Materials provided —
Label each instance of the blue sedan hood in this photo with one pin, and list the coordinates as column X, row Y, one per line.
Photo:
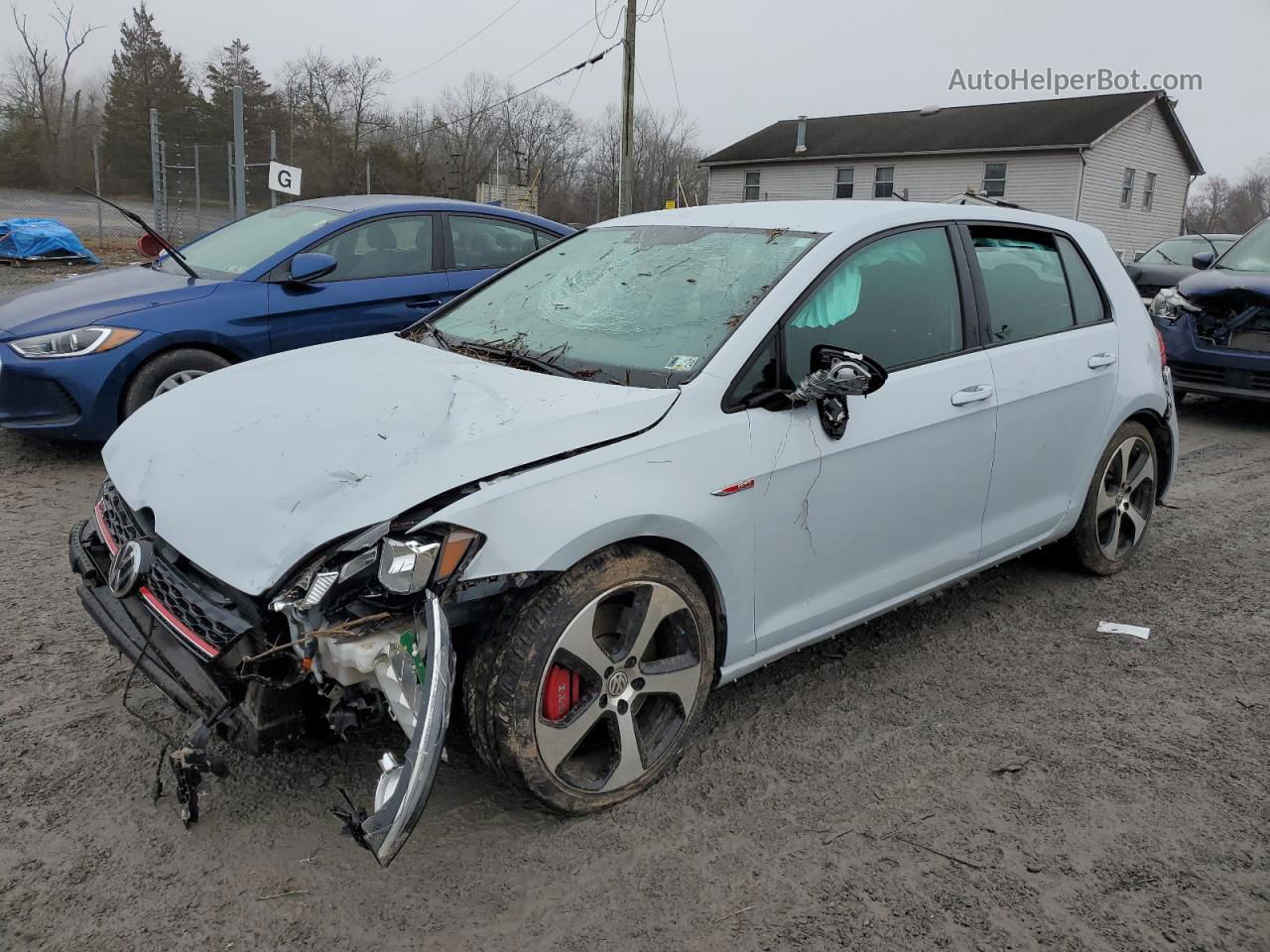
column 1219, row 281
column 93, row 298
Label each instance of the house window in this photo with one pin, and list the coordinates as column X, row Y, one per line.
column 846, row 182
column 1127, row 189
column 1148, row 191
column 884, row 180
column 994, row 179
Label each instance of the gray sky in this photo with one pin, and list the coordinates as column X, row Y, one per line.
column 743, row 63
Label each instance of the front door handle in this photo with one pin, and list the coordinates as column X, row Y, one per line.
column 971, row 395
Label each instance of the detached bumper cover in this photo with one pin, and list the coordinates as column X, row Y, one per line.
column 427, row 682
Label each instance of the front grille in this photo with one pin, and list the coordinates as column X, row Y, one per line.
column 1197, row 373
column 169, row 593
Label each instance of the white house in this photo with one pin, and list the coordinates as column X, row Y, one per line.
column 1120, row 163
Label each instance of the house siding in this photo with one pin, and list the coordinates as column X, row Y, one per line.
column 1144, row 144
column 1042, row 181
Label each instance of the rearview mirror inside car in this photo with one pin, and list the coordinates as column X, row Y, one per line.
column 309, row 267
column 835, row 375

What to do — Only the lines from the one containing "Label each instance of the rearview" to the end of the listing belong in the output, each reproduced exactly.

Result —
Label each instance of the rearview mirror inside car in this photo with one pin, and list the coordinates as column X, row Y, one per line.
column 309, row 267
column 835, row 375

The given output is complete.